■ **Excerpt**:
All his stories take place in the same spaceless space, and all holes are so tightly plugged that one shudders whenever anything is mentioned that does not fit in, such as Spain and southern France at one point in The CastleAdorno, 'Notes on Kafka'Adorno's discussion of Kafka's geographical, or toponymic, affect identifies a complex instance of the modernist uncanny. His description of the 'shudder' experienced by the reader when Kafka's fiction - and, indeed, Kafkan fiction - inscribes itself into the spatial relationships of the (theoretically) non-literary is something I find to be surprisingly accurate: when, right towards its conclusion and in the form of K's Italian visitor, The Trial admits itself to geography's frame of reference, one can't help but feel a creeping sense of untowardness. Why? An explanation of the mechanics of the situation begins with reference to genre: what one responds to is a redrawing of textual regulations typical of real Fantasy; we're moved by a spontaneous-seeming alteration of what had appeared to have asserted its claim to be the organising linguistic perspective of the novel (that is, a linguistic perspective that can't see outside the hermetically-sealed 'spaceless space' of the Kafkan city). In synchronising ourselves with the The Trial's elaboration of an entirely immanent topography - its fundamental prozess -which permits no extensions into a social or historical megatext, we learn to forget to believe in the very possibility of these extensions. The ground of the writing is the writing itself, so when 'our' world smuggles itself back into the text it feels as if we've fallen through a trapdoor back to ourselves.

■ **Given data**:

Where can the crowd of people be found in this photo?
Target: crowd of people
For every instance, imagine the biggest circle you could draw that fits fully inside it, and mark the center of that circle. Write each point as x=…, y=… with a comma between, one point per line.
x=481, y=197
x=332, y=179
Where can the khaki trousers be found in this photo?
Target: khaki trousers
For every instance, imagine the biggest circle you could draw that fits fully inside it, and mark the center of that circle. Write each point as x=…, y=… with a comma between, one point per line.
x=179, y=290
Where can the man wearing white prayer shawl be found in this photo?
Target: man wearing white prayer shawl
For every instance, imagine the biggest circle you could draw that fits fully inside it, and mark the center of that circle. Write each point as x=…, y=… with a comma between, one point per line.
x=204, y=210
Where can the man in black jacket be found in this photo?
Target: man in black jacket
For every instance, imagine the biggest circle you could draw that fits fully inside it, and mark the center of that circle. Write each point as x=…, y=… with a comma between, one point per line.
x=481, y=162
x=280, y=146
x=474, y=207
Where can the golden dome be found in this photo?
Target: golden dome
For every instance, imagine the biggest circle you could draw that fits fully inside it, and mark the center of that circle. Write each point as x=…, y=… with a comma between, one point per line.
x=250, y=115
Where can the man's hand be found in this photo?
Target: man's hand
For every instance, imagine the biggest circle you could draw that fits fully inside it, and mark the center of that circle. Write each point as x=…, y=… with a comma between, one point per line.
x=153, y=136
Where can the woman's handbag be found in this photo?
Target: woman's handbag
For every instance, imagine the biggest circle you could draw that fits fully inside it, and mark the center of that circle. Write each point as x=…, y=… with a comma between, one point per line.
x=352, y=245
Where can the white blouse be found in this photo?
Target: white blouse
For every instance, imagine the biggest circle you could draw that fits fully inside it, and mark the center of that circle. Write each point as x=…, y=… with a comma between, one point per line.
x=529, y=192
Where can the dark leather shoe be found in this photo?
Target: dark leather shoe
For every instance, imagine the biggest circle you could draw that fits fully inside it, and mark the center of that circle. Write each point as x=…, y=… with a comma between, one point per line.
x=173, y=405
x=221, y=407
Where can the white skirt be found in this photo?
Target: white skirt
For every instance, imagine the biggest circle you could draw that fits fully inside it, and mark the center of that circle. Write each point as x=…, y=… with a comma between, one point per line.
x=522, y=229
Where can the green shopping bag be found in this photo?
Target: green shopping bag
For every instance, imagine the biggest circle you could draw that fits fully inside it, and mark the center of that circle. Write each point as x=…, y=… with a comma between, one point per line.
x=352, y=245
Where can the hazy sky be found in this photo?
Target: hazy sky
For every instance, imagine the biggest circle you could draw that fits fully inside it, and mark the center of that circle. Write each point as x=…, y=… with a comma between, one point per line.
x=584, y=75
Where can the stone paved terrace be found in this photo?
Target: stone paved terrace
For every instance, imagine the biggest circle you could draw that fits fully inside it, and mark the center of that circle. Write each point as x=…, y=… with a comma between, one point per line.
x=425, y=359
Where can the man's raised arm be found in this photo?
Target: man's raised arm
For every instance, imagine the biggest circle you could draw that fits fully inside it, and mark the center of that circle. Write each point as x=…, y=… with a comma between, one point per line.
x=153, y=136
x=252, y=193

■ **Parts of the exercise**:
1. In the passage on Kafka, which two places does Adorno say are mentioned at one point in The Castle?
2. List each line of the records that includes the word "stone".

■ **Outputs in order**:
1. Spain and southern France

2.
Where can the stone paved terrace be found in this photo?
Target: stone paved terrace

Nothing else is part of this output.